Ziel: Zähle bitte, in wie vielen Zeilen der folgenden Datensätze die Zeichenfolge „boga“ vorkommt, wobei Groß- und Kleinschreibung beachtet wird. Nenne nur die Zahl.
· · · · ·
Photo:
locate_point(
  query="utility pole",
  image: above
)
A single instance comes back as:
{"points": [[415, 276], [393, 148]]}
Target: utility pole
· · · · ·
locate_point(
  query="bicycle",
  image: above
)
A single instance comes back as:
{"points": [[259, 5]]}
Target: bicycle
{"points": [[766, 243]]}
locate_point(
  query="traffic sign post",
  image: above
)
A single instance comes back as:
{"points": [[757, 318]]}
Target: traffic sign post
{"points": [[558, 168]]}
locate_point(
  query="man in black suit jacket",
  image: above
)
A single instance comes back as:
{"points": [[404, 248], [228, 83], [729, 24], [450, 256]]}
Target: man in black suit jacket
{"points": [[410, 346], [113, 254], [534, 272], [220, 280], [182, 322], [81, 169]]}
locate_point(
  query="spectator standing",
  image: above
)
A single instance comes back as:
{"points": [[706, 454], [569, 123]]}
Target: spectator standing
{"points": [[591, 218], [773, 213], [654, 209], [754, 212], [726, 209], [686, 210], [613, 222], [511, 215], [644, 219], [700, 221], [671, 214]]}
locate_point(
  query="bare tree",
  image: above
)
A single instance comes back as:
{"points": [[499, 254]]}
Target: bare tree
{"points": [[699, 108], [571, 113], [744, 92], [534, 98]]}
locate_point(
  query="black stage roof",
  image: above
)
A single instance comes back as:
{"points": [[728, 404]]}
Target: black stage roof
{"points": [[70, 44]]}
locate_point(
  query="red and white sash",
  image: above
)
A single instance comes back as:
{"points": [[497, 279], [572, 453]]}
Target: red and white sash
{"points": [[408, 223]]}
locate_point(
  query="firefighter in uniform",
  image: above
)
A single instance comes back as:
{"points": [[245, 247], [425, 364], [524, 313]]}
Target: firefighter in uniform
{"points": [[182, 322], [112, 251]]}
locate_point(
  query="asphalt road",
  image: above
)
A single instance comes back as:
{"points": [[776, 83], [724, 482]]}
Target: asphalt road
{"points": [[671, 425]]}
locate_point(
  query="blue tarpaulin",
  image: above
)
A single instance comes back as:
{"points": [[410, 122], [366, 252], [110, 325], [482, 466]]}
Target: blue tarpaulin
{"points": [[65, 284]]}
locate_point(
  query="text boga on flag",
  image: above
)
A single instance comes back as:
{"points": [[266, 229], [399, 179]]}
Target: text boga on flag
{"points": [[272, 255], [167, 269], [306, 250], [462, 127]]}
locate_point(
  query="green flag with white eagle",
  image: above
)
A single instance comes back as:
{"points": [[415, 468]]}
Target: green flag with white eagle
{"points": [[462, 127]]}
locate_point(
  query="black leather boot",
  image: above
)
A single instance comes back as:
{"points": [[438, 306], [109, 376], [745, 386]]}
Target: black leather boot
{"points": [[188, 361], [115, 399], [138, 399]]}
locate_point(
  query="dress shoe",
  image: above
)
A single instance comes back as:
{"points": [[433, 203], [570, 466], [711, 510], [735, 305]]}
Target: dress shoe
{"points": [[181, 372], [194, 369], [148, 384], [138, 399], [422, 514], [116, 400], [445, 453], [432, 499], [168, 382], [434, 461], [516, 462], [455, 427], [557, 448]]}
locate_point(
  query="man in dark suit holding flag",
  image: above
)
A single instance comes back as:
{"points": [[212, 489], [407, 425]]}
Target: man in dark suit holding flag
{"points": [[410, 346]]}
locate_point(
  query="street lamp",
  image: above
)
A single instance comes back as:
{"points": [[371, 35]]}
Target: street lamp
· · · · ·
Ausgabe: 2